▸ **WHAT YOU SHOULD DO**:
Reproduce the entries below word for word, starting at the line that contains "Objective — one dot per instance of the person with" and ending with the last line of the entries.
━━━━━━━━━━━━━━━━━━━━
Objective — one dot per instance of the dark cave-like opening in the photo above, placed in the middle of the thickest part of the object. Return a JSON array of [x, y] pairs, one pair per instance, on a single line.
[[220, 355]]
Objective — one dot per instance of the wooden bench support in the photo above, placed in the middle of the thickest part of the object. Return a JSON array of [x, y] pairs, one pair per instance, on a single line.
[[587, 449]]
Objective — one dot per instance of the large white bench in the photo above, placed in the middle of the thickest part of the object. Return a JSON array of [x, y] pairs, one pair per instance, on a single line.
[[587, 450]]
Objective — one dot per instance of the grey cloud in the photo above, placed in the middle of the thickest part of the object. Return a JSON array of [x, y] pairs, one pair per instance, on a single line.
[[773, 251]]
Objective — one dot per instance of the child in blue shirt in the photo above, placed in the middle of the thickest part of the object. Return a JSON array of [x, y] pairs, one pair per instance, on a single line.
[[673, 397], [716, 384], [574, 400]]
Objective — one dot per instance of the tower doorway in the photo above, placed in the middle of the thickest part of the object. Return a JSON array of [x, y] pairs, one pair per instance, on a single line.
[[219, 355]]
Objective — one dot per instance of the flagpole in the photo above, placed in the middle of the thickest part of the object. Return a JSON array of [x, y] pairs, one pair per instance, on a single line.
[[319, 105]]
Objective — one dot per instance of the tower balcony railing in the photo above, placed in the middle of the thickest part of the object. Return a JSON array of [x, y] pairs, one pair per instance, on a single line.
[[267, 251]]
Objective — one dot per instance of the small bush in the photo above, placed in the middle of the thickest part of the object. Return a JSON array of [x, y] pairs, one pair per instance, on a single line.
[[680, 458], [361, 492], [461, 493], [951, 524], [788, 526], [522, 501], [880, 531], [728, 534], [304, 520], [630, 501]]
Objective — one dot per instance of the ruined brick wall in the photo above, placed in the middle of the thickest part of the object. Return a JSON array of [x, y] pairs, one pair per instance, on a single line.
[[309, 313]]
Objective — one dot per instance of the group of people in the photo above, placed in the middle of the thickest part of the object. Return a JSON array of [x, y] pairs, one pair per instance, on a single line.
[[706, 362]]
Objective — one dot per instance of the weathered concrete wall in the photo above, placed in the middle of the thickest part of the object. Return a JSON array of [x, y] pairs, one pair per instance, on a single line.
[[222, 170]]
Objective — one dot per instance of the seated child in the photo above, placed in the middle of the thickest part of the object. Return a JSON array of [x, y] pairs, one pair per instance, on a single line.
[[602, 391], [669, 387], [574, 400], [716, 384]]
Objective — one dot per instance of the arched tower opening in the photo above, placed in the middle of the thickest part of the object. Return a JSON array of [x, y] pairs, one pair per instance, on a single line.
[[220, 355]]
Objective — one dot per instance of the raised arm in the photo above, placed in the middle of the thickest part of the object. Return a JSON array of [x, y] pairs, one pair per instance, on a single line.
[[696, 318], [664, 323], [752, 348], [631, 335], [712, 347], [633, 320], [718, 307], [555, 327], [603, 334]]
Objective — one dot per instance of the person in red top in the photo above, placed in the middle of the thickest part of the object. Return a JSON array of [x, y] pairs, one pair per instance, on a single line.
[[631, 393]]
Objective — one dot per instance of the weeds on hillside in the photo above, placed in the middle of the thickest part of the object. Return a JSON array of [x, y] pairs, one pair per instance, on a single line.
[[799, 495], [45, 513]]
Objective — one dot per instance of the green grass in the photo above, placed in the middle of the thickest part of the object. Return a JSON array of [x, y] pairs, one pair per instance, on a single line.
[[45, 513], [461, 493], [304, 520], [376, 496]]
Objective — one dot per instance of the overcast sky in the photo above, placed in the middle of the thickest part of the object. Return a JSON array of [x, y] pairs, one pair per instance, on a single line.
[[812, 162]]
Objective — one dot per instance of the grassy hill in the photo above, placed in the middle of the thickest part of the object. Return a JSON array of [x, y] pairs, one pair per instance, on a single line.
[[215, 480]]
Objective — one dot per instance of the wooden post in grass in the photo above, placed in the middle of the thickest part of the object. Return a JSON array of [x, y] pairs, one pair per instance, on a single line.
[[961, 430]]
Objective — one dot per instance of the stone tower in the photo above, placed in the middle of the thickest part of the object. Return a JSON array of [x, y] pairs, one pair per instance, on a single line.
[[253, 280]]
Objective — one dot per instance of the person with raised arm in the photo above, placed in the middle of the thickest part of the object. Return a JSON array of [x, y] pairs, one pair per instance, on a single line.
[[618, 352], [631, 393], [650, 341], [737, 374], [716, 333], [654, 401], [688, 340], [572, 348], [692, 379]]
━━━━━━━━━━━━━━━━━━━━
▸ **EXPECTED ANSWER**:
Objective — one dot per instance of the person with raised arm in the photo above, placed in the middle of the thickest part of the object. Return a JSON array of [x, y] pairs, one pair per instance, on a single line.
[[618, 352], [631, 393], [650, 341], [737, 374], [716, 333], [654, 401], [688, 340], [572, 348], [692, 379]]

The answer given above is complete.